--- Start Data entries ---

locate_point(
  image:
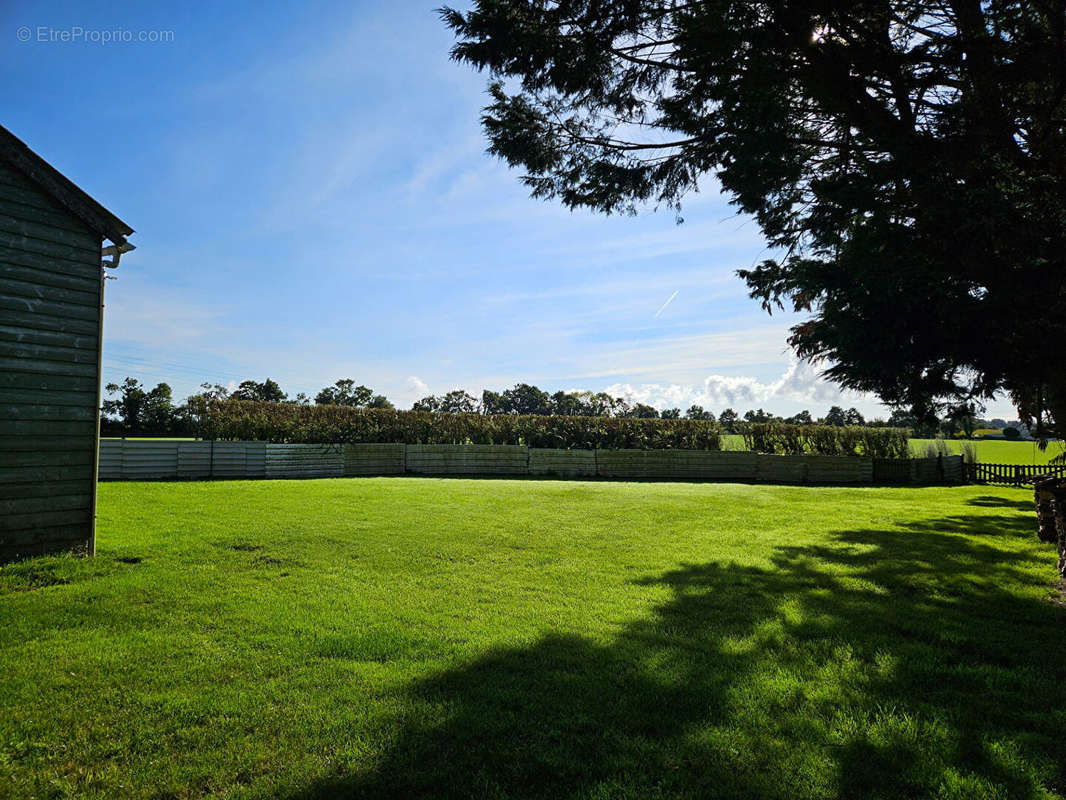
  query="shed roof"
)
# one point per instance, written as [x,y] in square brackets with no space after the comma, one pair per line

--- End Data entries ---

■ **Aim**:
Format the material above as a numbered list with one entry per line. Skip any blank lines, and leave the picture out of your answer.

■ **Exercise output**:
1. locate_point(
2.   image:
3.   query="shed roof"
4. )
5. # one point per instance, written as [x,y] in square brackets with no space after the comma, one pair per line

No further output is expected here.